Data to process:
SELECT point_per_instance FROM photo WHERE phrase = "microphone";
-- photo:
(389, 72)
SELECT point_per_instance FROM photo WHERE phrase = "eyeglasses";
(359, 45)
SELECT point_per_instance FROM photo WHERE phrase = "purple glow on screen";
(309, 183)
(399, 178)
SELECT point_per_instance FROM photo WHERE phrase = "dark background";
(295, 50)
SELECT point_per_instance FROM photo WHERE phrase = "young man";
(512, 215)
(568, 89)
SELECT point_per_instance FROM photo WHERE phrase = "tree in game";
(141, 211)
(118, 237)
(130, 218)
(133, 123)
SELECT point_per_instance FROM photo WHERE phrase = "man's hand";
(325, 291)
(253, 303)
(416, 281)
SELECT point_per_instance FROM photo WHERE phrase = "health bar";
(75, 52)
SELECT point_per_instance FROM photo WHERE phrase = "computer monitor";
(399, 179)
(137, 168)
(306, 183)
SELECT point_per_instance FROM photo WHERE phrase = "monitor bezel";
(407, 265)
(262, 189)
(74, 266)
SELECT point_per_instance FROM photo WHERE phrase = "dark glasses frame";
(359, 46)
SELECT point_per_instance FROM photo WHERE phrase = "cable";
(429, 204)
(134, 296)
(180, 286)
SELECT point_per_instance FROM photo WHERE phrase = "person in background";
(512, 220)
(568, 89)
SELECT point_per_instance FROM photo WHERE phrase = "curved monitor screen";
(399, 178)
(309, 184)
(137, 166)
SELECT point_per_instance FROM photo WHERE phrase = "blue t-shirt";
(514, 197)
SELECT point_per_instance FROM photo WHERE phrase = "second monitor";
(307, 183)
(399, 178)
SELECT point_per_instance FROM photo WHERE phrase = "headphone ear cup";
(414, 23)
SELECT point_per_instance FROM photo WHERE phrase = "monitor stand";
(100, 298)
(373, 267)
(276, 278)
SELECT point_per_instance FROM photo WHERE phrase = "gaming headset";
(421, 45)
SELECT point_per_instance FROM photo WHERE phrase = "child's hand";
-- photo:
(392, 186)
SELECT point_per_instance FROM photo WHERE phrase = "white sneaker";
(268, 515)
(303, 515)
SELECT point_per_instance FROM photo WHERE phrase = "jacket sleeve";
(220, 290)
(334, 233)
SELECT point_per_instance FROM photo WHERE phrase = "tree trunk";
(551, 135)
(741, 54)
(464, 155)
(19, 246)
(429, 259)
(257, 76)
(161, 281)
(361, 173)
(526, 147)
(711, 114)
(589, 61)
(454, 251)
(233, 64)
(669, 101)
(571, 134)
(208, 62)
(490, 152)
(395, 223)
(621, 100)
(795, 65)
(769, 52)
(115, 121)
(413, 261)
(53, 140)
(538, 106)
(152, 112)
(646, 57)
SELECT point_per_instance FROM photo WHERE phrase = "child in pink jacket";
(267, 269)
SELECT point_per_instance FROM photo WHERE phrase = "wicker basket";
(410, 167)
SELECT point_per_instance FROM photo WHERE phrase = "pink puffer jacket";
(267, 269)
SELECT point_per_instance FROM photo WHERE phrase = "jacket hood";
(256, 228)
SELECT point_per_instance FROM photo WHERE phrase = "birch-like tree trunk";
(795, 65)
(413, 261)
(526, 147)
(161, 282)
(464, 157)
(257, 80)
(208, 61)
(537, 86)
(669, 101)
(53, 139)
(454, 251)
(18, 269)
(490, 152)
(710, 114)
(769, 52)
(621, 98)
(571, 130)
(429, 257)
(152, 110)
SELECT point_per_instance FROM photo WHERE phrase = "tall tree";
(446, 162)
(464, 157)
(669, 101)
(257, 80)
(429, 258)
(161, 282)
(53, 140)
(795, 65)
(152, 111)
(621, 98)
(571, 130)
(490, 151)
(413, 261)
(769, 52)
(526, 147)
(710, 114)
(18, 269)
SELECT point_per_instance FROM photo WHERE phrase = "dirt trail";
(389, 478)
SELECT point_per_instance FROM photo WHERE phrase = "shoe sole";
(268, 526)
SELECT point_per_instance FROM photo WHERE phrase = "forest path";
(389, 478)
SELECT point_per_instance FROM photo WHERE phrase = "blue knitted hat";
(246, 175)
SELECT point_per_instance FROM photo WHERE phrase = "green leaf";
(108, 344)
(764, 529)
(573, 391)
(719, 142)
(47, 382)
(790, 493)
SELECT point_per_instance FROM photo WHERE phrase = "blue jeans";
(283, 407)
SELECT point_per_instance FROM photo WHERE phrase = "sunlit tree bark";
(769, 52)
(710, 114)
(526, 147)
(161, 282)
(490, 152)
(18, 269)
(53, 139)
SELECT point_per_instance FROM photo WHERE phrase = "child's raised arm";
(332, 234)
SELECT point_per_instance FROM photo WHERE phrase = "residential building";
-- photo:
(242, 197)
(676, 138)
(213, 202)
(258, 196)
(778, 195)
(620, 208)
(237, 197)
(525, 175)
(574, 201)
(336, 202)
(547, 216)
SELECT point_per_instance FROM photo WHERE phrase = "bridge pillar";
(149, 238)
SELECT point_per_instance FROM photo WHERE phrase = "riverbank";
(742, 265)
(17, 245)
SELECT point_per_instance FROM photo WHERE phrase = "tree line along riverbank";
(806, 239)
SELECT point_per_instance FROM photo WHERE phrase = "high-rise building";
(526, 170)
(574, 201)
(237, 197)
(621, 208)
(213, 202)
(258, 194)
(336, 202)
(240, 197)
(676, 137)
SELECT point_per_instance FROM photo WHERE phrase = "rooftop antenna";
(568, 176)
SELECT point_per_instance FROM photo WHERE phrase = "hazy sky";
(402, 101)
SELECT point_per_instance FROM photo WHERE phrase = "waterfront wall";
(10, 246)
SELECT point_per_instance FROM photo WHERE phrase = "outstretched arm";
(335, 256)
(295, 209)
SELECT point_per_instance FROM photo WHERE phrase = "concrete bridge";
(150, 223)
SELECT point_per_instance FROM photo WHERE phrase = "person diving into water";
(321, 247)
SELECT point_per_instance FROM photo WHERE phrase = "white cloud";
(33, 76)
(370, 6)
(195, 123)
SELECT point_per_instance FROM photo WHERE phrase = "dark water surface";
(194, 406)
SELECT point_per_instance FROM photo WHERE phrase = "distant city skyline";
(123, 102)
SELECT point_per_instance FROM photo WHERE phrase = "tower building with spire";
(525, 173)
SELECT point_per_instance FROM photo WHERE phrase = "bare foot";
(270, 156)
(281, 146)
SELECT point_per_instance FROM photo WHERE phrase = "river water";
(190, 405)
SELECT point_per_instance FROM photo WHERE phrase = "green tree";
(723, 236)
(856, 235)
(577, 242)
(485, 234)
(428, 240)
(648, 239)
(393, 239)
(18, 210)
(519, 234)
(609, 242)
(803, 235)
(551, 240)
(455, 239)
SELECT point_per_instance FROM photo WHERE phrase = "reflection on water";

Required work:
Retype the listing above in full, with no alterations.

Final result:
SELECT point_per_instance FROM photo WHERE phrase = "microphone";
-- photo:
(389, 72)
SELECT point_per_instance FROM photo WHERE phrase = "eyeglasses";
(359, 45)
SELECT point_per_instance FROM photo WHERE phrase = "purple glow on screen";
(309, 183)
(399, 178)
SELECT point_per_instance FROM photo WHERE phrase = "dark background";
(295, 50)
SELECT point_per_instance FROM photo WHERE phrase = "young man";
(512, 215)
(568, 89)
SELECT point_per_instance FROM photo WHERE phrase = "tree in game";
(141, 211)
(118, 237)
(130, 218)
(133, 123)
SELECT point_per_instance FROM photo WHERE phrase = "man's hand";
(325, 291)
(253, 303)
(416, 281)
SELECT point_per_instance FROM photo WHERE phrase = "health bar";
(75, 52)
SELECT point_per_instance FROM photo WHERE phrase = "computer monitor";
(399, 179)
(137, 168)
(306, 183)
SELECT point_per_instance FROM photo WHERE phrase = "monitor bezel";
(407, 265)
(262, 189)
(74, 266)
SELECT point_per_instance FROM photo WHERE phrase = "dark glasses frame";
(359, 46)
SELECT point_per_instance FROM photo WHERE phrase = "cable";
(429, 204)
(134, 296)
(180, 286)
SELECT point_per_instance FROM photo WHERE phrase = "person in background";
(512, 220)
(568, 89)
SELECT point_per_instance FROM photo WHERE phrase = "curved monitor screen";
(399, 178)
(309, 184)
(137, 166)
SELECT point_per_instance FROM photo WHERE phrase = "blue t-shirt";
(514, 197)
SELECT point_per_instance FROM photo WHERE phrase = "second monitor";
(307, 183)
(399, 178)
SELECT point_per_instance FROM photo WHERE phrase = "headphone ear cup";
(414, 23)
SELECT point_per_instance FROM photo WHERE phrase = "monitor stand";
(100, 298)
(373, 267)
(276, 278)
SELECT point_per_instance FROM photo WHERE phrase = "gaming headset";
(421, 45)
SELECT point_per_instance FROM photo WHERE phrase = "child's hand";
-- photo:
(392, 186)
SELECT point_per_instance FROM photo WHERE phrase = "white sneaker";
(268, 515)
(303, 515)
SELECT point_per_instance FROM photo WHERE phrase = "jacket sleeve";
(220, 290)
(334, 233)
SELECT point_per_instance FROM photo WHERE phrase = "tree trunk";
(551, 135)
(741, 54)
(464, 155)
(19, 246)
(429, 259)
(257, 76)
(161, 281)
(361, 173)
(526, 147)
(711, 114)
(589, 61)
(454, 251)
(233, 64)
(669, 101)
(571, 134)
(208, 62)
(490, 152)
(395, 223)
(621, 100)
(795, 65)
(769, 52)
(115, 121)
(413, 261)
(53, 140)
(538, 106)
(152, 112)
(646, 57)
SELECT point_per_instance FROM photo WHERE phrase = "child in pink jacket";
(267, 269)
SELECT point_per_instance FROM photo WHERE phrase = "wicker basket";
(410, 167)
SELECT point_per_instance FROM photo WHERE phrase = "pink puffer jacket";
(267, 269)
SELECT point_per_instance FROM photo WHERE phrase = "jacket hood";
(256, 228)
SELECT point_per_instance FROM photo WHERE phrase = "birch-like tree trunk";
(795, 65)
(413, 261)
(526, 147)
(161, 282)
(464, 157)
(257, 80)
(208, 61)
(537, 86)
(669, 101)
(53, 139)
(454, 251)
(18, 269)
(490, 152)
(710, 114)
(769, 52)
(621, 98)
(571, 130)
(429, 257)
(152, 110)
SELECT point_per_instance FROM photo WHERE phrase = "tall tree";
(446, 162)
(464, 157)
(669, 101)
(257, 80)
(429, 258)
(161, 282)
(53, 140)
(795, 65)
(152, 111)
(621, 98)
(571, 130)
(490, 151)
(413, 261)
(769, 52)
(526, 147)
(710, 114)
(18, 269)
SELECT point_per_instance FROM photo WHERE phrase = "dirt trail";
(389, 478)
SELECT point_per_instance FROM photo WHERE phrase = "shoe sole";
(268, 526)
SELECT point_per_instance FROM photo WHERE phrase = "forest path";
(389, 478)
SELECT point_per_instance FROM photo WHERE phrase = "blue knitted hat";
(246, 175)
SELECT point_per_instance FROM photo WHERE phrase = "green leaf";
(108, 344)
(764, 529)
(573, 391)
(719, 142)
(47, 382)
(790, 493)
SELECT point_per_instance FROM photo WHERE phrase = "blue jeans";
(283, 407)
SELECT point_per_instance FROM photo WHERE phrase = "sunlit tree bark";
(769, 52)
(710, 114)
(526, 147)
(161, 282)
(490, 152)
(18, 269)
(53, 139)
SELECT point_per_instance FROM photo WHERE phrase = "child's raised arm";
(332, 234)
SELECT point_per_instance FROM photo WHERE phrase = "residential building";
-- photo:
(242, 197)
(676, 138)
(213, 202)
(258, 196)
(778, 195)
(620, 208)
(237, 197)
(525, 175)
(574, 201)
(336, 202)
(547, 216)
SELECT point_per_instance FROM photo WHERE phrase = "bridge pillar";
(149, 238)
SELECT point_per_instance FROM photo WHERE phrase = "riverbank";
(742, 265)
(17, 245)
SELECT point_per_instance FROM photo WHERE phrase = "tree line along riverbank";
(806, 239)
SELECT point_per_instance FROM photo WHERE phrase = "high-rise building";
(526, 170)
(574, 201)
(237, 197)
(621, 208)
(213, 202)
(258, 194)
(336, 202)
(240, 197)
(676, 137)
SELECT point_per_instance FROM photo WHERE phrase = "rooftop antenna";
(568, 176)
SELECT point_per_instance FROM photo WHERE phrase = "hazy sky";
(402, 101)
SELECT point_per_instance FROM photo WHERE phrase = "waterfront wall";
(10, 246)
SELECT point_per_instance FROM photo WHERE phrase = "outstretched arm";
(335, 256)
(295, 209)
SELECT point_per_instance FROM photo WHERE phrase = "concrete bridge";
(150, 223)
SELECT point_per_instance FROM photo WHERE phrase = "person diving into water";
(321, 247)
SELECT point_per_instance FROM photo WHERE phrase = "white cloud";
(33, 76)
(370, 6)
(195, 123)
SELECT point_per_instance FROM photo WHERE phrase = "dark water surface";
(194, 406)
SELECT point_per_instance FROM photo WHERE phrase = "distant city skyline";
(123, 102)
SELECT point_per_instance FROM photo WHERE phrase = "tower building with spire";
(525, 173)
SELECT point_per_instance FROM photo WHERE phrase = "bare foot";
(270, 156)
(281, 146)
SELECT point_per_instance FROM photo WHERE phrase = "river water";
(190, 405)
SELECT point_per_instance FROM photo WHERE phrase = "green tree";
(723, 236)
(856, 235)
(577, 242)
(485, 234)
(428, 240)
(648, 239)
(393, 239)
(18, 210)
(519, 234)
(609, 242)
(803, 235)
(551, 240)
(455, 239)
SELECT point_per_instance FROM photo WHERE phrase = "reflection on water";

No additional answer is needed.